PROBLEM STATEMENT>
Reproduce the listing below, changing "concrete sidewalk" to "asphalt path" wherever it occurs and leaving everything else as it is.

INFORMATION SHOWN>
==================================================
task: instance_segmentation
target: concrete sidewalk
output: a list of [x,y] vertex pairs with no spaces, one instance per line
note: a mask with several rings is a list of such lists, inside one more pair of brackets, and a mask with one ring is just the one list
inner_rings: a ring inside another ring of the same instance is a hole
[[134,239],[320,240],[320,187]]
==================================================
ANSWER TO THIS EXERCISE>
task: instance_segmentation
target: asphalt path
output: a list of [x,y] vertex pairs with no spaces, one instance per line
note: a mask with several rings is a list of such lists, inside one more pair of brackets, and a mask with one ring is just the one list
inner_rings: a ring inside another ring of the same instance is a hole
[[134,239],[320,240],[320,187]]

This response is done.